*** Opening GIVEN RECORDS ***

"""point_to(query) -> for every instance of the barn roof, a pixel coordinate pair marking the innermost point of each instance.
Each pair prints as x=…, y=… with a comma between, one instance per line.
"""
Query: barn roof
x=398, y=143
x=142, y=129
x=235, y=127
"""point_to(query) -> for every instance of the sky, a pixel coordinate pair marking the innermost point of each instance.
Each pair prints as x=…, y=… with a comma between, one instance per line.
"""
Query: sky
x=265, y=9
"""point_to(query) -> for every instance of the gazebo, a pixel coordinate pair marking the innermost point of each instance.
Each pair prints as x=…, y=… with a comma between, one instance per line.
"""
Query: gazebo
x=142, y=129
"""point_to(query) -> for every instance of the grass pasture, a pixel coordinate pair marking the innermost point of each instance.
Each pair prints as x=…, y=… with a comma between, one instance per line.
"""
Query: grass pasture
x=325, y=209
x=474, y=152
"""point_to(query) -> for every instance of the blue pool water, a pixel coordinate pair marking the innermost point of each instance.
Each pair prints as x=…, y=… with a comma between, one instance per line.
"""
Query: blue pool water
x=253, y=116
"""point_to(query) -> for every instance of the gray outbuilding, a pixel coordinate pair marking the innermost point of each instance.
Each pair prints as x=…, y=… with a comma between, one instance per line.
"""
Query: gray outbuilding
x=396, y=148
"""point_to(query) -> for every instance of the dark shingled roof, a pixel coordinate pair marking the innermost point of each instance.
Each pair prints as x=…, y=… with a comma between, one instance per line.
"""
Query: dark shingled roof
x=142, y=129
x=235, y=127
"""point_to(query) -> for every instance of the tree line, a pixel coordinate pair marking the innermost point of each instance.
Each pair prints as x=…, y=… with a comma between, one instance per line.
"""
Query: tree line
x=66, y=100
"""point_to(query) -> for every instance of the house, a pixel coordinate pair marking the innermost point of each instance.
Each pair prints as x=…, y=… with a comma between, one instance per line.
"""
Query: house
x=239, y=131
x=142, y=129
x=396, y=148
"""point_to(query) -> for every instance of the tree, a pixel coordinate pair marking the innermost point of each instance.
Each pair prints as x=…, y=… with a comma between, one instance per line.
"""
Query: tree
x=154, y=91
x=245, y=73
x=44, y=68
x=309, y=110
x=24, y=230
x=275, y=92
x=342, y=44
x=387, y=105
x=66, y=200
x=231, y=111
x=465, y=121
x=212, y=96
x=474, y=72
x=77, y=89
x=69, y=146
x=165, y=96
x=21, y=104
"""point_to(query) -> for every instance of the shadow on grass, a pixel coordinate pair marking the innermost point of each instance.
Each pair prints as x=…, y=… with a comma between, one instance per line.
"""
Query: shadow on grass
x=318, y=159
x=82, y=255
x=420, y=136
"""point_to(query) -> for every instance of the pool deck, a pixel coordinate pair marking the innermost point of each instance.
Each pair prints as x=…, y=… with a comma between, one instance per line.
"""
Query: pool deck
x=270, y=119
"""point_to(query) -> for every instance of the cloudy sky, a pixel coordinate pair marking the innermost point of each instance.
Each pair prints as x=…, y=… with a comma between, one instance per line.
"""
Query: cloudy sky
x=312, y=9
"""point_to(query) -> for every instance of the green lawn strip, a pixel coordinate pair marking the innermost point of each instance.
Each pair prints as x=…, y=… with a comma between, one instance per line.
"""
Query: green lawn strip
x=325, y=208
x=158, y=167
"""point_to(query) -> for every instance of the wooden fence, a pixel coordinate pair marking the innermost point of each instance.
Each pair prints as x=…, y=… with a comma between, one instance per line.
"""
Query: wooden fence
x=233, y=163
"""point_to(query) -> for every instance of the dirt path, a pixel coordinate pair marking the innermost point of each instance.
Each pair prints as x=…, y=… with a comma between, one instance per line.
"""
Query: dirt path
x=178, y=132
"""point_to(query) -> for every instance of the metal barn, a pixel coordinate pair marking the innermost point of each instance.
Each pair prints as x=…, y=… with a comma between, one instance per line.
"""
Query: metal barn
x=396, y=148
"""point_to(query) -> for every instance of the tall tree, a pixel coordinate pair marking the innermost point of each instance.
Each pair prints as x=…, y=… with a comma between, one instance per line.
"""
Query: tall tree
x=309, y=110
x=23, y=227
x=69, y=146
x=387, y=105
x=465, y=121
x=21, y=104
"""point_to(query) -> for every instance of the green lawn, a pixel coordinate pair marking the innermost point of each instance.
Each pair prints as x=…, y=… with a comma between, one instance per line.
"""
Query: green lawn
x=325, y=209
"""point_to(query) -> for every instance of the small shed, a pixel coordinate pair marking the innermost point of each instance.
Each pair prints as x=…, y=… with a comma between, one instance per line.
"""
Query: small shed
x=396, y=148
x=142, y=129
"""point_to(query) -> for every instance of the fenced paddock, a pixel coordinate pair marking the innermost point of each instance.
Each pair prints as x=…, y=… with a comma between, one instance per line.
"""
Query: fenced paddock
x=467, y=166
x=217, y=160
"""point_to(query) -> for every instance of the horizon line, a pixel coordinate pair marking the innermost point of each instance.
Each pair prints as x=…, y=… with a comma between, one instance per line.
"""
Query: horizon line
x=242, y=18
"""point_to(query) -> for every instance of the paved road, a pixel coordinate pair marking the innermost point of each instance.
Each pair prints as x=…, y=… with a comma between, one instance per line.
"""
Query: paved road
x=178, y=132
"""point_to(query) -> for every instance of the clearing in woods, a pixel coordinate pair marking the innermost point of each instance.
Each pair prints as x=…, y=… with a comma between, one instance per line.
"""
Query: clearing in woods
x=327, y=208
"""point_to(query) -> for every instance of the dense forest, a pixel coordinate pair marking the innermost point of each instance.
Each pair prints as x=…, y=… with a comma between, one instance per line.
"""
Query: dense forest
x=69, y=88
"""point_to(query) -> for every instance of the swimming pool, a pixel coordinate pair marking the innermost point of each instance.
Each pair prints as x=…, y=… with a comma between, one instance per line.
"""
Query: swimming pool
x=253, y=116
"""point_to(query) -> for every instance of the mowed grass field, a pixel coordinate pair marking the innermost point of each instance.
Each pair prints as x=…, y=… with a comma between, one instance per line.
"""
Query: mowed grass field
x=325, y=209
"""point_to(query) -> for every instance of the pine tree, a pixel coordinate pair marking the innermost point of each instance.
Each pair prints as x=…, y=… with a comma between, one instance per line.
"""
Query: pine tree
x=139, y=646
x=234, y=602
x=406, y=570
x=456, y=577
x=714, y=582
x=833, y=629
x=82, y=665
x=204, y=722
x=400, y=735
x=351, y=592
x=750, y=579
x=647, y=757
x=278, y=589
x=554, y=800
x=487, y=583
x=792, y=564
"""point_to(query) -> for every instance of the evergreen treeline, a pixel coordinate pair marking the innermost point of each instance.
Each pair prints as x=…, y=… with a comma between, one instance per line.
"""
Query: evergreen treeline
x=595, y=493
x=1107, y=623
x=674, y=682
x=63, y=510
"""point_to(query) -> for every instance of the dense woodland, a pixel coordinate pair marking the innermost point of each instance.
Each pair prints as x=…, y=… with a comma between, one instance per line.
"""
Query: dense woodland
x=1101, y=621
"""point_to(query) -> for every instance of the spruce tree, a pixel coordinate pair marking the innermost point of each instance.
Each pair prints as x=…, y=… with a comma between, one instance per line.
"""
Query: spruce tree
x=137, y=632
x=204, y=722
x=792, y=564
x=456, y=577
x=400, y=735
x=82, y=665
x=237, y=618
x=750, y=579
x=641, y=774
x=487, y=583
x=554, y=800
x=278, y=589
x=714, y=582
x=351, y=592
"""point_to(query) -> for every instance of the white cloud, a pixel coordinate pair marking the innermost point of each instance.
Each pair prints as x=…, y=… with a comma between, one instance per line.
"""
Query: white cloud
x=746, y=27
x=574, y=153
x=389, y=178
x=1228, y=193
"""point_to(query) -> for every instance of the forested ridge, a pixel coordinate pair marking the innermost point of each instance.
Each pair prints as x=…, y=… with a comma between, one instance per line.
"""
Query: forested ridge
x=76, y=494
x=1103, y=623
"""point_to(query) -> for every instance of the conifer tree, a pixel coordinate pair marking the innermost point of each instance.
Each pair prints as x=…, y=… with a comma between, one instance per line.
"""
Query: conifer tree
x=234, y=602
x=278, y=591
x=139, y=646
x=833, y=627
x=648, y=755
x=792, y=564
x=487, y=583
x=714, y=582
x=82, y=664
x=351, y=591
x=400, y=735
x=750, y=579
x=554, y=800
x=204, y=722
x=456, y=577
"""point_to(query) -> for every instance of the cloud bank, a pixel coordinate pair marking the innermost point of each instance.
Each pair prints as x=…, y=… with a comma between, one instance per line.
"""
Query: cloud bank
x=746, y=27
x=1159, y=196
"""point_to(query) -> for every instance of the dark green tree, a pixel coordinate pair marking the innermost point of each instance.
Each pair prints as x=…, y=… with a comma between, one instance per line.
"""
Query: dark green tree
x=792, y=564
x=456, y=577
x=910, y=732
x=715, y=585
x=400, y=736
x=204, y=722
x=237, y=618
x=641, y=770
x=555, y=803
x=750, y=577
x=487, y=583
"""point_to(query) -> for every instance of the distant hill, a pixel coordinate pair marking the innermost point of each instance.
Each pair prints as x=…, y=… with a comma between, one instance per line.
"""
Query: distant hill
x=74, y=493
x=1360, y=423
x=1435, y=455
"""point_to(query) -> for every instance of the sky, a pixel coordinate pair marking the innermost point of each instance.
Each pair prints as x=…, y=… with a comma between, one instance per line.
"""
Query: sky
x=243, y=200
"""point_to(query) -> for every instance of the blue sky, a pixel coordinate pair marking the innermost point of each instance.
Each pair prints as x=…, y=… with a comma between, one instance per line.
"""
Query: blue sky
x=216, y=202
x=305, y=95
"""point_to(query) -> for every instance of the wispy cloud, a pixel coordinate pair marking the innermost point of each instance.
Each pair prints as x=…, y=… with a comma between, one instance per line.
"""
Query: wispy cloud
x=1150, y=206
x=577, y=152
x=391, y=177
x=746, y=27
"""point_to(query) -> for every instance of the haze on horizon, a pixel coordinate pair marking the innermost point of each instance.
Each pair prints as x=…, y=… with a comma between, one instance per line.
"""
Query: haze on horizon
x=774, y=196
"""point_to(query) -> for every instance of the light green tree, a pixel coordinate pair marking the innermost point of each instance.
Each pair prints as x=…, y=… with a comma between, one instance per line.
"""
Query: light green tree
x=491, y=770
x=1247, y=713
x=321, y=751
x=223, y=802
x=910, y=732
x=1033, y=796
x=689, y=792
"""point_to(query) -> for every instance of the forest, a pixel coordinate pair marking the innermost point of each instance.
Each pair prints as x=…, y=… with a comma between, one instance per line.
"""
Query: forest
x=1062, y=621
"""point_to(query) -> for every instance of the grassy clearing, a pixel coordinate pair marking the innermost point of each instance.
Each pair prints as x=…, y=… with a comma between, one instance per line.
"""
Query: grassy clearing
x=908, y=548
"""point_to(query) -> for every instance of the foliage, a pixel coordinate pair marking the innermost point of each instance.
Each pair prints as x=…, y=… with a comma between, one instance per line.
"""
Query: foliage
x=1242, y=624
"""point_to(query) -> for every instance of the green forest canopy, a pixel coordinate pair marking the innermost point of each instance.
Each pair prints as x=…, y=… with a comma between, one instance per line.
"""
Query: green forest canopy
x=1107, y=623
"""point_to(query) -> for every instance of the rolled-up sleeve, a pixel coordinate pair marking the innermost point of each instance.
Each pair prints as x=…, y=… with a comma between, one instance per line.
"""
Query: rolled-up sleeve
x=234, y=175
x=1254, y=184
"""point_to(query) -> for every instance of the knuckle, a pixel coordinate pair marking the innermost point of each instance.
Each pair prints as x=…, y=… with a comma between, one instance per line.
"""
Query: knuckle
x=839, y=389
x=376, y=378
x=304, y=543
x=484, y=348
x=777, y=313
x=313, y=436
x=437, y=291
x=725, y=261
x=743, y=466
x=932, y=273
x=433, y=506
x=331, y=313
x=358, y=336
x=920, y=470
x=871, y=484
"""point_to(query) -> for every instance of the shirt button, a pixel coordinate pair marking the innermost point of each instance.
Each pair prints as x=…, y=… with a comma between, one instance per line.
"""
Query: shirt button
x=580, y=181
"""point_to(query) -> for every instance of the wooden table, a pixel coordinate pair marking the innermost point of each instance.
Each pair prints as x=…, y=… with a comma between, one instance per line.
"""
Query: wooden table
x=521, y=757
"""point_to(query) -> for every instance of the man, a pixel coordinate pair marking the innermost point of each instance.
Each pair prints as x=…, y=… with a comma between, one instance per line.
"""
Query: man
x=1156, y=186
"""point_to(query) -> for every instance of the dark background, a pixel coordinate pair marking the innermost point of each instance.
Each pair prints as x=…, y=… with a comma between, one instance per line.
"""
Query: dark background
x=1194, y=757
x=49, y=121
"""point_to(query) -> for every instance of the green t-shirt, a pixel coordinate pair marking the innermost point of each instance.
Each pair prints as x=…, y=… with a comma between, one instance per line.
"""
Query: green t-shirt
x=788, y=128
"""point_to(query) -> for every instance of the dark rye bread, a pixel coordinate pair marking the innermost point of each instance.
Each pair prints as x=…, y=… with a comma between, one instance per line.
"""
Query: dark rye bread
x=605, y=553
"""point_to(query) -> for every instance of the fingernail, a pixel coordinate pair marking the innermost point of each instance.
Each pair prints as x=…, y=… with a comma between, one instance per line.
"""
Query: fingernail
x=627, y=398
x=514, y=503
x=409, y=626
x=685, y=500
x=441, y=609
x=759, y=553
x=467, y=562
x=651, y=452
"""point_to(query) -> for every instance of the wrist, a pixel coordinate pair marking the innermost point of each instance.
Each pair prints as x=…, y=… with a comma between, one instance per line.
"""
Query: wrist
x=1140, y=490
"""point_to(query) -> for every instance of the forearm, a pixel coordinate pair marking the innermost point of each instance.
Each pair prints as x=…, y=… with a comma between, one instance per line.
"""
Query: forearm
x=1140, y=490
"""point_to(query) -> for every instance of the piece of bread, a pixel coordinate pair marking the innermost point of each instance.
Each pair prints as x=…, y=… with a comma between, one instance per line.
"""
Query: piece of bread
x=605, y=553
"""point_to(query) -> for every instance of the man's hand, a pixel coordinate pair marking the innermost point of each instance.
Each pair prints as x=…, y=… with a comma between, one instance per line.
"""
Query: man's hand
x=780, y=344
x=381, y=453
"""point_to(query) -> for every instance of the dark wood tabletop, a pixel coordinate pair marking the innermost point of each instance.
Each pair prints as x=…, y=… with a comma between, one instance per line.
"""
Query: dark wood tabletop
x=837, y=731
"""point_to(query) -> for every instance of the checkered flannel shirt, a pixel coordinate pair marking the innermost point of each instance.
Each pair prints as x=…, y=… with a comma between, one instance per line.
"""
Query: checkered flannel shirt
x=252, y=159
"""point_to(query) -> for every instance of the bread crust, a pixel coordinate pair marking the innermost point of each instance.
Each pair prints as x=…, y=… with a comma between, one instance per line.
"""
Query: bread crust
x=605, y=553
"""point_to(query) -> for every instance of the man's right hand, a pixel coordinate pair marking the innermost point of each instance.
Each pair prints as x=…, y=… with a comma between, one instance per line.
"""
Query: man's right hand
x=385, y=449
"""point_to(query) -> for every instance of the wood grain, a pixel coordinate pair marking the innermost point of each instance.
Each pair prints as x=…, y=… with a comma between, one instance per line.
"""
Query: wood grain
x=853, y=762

*** Closing GIVEN RECORDS ***

_TASK DESCRIPTION_: Repeat, character for character, the lines of the material above from the line with "Query: conifer tree" through the line with "cloud bank, a".

_SOLVED EXERCISE_:
Query: conifer tree
x=234, y=602
x=278, y=591
x=139, y=646
x=833, y=627
x=648, y=755
x=792, y=564
x=487, y=583
x=714, y=582
x=82, y=664
x=351, y=591
x=400, y=735
x=750, y=579
x=554, y=800
x=204, y=722
x=456, y=577
"""point_to(query) -> for every instance of the cloud bank, a pixel coordinate pair marking the innermost point of each instance.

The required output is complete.